Items from a dataset
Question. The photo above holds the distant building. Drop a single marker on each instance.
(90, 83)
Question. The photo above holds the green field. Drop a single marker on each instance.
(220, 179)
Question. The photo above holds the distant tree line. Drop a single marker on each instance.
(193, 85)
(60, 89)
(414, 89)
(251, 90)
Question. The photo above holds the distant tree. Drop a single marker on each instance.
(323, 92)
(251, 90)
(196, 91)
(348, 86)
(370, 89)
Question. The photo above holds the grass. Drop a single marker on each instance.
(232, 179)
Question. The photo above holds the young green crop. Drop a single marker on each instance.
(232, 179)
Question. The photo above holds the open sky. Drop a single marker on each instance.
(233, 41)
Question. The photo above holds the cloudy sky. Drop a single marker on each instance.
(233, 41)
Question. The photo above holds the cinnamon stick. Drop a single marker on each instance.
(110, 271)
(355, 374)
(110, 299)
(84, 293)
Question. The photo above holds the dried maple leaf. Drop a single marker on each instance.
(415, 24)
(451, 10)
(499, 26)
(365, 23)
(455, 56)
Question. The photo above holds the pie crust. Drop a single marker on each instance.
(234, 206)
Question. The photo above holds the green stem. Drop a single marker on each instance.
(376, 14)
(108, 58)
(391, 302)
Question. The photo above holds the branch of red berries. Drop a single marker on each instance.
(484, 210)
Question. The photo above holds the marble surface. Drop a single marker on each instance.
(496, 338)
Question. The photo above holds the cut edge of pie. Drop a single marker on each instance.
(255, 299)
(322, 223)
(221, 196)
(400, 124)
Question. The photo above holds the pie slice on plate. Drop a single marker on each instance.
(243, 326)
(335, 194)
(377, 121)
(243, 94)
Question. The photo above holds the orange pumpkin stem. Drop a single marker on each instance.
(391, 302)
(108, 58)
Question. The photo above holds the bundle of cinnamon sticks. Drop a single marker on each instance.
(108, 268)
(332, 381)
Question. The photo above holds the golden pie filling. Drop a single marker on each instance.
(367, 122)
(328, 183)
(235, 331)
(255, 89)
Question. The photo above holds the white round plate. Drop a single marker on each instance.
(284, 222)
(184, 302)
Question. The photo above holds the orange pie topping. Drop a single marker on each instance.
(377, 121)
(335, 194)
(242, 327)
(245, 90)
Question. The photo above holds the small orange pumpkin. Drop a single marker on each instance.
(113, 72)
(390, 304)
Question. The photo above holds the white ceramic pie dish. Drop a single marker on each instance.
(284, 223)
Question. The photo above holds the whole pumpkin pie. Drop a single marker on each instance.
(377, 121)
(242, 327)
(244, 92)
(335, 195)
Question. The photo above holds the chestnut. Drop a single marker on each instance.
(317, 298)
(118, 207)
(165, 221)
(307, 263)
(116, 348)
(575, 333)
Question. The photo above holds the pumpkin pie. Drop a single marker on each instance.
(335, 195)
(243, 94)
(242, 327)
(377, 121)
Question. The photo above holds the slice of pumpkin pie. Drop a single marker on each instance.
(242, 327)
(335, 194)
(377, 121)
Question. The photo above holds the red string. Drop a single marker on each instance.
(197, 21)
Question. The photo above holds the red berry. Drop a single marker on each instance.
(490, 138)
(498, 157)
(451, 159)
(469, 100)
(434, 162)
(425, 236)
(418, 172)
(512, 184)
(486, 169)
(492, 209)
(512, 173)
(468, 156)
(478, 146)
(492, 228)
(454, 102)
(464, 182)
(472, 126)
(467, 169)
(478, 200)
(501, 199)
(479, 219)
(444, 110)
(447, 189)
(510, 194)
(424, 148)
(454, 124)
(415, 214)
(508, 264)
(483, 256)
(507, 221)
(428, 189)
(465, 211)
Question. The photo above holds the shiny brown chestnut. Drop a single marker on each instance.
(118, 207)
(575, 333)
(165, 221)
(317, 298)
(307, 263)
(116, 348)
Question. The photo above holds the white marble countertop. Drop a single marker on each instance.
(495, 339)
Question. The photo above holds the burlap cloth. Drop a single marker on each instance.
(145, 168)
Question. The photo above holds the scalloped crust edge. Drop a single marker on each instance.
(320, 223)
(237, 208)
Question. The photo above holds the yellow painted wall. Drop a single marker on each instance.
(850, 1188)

...

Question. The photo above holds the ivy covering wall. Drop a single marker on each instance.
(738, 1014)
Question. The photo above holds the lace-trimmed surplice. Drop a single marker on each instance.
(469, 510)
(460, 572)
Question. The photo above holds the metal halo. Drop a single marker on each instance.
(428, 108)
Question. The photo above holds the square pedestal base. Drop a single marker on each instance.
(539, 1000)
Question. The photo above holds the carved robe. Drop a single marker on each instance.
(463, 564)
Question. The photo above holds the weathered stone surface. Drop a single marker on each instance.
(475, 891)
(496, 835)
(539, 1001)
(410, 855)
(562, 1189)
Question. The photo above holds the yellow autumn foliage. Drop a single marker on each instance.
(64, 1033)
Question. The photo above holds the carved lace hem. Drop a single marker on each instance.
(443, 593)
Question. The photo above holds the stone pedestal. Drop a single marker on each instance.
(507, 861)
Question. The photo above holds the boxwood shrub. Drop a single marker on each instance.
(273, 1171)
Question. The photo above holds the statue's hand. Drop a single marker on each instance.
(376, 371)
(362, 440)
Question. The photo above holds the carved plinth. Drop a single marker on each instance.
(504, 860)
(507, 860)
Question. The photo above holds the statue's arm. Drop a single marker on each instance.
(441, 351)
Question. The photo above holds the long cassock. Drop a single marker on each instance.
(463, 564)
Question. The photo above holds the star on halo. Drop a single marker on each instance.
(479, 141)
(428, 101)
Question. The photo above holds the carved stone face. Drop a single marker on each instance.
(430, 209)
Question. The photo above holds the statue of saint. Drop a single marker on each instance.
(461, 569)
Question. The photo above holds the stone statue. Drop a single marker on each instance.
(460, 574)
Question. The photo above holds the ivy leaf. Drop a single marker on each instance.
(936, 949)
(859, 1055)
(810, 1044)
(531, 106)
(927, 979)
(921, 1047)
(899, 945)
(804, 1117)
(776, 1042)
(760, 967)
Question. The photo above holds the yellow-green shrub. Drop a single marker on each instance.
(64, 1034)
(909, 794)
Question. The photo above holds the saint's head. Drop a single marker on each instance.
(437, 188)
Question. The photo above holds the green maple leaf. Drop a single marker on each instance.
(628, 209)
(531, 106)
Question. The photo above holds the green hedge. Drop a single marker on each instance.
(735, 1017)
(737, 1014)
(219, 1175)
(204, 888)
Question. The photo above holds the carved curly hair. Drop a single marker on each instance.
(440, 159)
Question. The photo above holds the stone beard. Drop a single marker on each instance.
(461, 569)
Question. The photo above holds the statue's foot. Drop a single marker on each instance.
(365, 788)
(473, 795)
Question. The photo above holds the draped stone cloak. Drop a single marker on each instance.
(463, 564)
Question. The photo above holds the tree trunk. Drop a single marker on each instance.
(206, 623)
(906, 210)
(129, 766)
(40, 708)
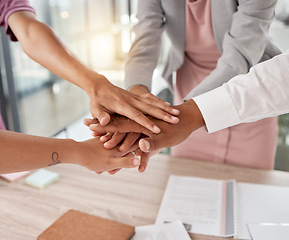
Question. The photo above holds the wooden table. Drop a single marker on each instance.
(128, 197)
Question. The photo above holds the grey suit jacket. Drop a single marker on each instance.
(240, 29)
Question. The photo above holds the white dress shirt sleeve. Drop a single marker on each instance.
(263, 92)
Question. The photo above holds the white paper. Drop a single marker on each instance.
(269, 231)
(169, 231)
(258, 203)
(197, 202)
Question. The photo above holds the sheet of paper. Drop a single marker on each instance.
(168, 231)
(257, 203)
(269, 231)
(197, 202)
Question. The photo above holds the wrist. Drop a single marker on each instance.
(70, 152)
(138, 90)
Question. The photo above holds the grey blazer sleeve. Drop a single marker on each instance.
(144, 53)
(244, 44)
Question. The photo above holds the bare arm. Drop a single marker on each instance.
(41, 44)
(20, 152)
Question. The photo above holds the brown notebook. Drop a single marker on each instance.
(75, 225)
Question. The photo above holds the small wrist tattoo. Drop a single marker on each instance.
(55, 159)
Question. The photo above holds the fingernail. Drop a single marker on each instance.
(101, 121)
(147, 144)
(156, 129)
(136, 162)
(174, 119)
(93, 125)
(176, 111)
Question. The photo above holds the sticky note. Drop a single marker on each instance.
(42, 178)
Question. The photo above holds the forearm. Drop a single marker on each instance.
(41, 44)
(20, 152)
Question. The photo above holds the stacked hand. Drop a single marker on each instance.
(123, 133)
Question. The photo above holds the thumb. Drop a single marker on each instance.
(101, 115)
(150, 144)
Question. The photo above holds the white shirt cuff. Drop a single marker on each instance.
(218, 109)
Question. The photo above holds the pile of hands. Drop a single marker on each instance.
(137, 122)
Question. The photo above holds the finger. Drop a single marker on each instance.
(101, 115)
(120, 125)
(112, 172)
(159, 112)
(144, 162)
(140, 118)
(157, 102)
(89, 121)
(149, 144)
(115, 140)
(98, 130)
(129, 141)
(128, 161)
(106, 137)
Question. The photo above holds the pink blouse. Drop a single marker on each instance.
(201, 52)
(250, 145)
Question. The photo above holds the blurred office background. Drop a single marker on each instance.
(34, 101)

WRITTEN PROBLEM
Show every line of the rows above that contains the word "distant".

CORRECT OUTPUT
Question. The photo above holds the distant building. Drop a single marker on each instance.
Question. The photo above holds the distant tree line. Drop a single marker on each instance.
Question. The photo above holds the distant tree. Drop a single marker on each instance.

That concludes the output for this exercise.